* **Data section**
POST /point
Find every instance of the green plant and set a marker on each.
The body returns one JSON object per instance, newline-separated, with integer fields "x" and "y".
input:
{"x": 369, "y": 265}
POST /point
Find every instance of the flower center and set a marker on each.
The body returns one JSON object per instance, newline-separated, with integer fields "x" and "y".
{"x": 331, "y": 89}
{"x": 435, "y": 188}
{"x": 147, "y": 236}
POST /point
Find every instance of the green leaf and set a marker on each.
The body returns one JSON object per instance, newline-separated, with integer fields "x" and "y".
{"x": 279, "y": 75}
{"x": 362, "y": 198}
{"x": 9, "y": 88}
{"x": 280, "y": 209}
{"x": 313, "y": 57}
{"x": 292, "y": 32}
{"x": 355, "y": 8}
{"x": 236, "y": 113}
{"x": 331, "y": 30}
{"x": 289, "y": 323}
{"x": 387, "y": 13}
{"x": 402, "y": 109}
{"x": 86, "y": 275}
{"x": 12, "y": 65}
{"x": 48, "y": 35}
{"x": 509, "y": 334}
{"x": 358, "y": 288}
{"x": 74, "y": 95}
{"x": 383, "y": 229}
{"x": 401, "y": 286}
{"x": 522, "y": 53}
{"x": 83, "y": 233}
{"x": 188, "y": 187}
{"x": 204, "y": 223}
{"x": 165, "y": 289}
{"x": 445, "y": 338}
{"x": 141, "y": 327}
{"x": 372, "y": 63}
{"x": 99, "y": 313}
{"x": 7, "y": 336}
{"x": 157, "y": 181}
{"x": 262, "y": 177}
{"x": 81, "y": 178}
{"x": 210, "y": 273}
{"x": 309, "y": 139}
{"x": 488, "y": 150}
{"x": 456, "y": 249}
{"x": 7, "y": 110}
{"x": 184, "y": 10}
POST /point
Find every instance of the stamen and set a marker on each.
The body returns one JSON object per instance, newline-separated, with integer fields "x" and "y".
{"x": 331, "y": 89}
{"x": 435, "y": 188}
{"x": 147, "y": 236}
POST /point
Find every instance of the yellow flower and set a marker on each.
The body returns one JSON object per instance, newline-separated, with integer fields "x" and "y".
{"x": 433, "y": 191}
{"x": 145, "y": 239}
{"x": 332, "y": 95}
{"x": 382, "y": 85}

* **Problem description**
Reproduce every line above without error.

* **Exercise output**
POST /point
Find every instance of the green plant and set a marker on each.
The body returns one JSON object per instance, newline-separated, with integer fields "x" and "y".
input:
{"x": 369, "y": 265}
POST /point
Find every instance of the flower center and set a marker on each.
The body returns one JSON object per instance, newline-separated, with integer fields "x" and "y".
{"x": 331, "y": 89}
{"x": 435, "y": 188}
{"x": 147, "y": 236}
POST /point
Find every instance of the green leaf and set a marker on each.
The body returns one JSON object per instance, newline-separated, with integer fields "x" and "y".
{"x": 279, "y": 75}
{"x": 362, "y": 198}
{"x": 9, "y": 88}
{"x": 280, "y": 209}
{"x": 313, "y": 57}
{"x": 292, "y": 32}
{"x": 355, "y": 8}
{"x": 236, "y": 113}
{"x": 331, "y": 30}
{"x": 289, "y": 323}
{"x": 387, "y": 13}
{"x": 402, "y": 109}
{"x": 86, "y": 275}
{"x": 12, "y": 65}
{"x": 48, "y": 35}
{"x": 509, "y": 334}
{"x": 358, "y": 288}
{"x": 74, "y": 95}
{"x": 383, "y": 229}
{"x": 401, "y": 286}
{"x": 522, "y": 53}
{"x": 83, "y": 233}
{"x": 188, "y": 187}
{"x": 204, "y": 223}
{"x": 165, "y": 289}
{"x": 445, "y": 338}
{"x": 141, "y": 327}
{"x": 372, "y": 63}
{"x": 99, "y": 313}
{"x": 7, "y": 336}
{"x": 157, "y": 181}
{"x": 262, "y": 177}
{"x": 81, "y": 178}
{"x": 210, "y": 273}
{"x": 309, "y": 139}
{"x": 488, "y": 150}
{"x": 456, "y": 249}
{"x": 7, "y": 110}
{"x": 184, "y": 10}
POST /point
Find every instance of the stamen and set a marker on each.
The body returns one JSON object per instance, newline-separated, with integer fields "x" and "y".
{"x": 331, "y": 89}
{"x": 435, "y": 188}
{"x": 147, "y": 236}
POST /point
Find every instance of the yellow flower and set a marker on each.
The body returns one JSON object per instance, newline-separated, with integer fields "x" and "y".
{"x": 433, "y": 191}
{"x": 145, "y": 239}
{"x": 332, "y": 95}
{"x": 382, "y": 85}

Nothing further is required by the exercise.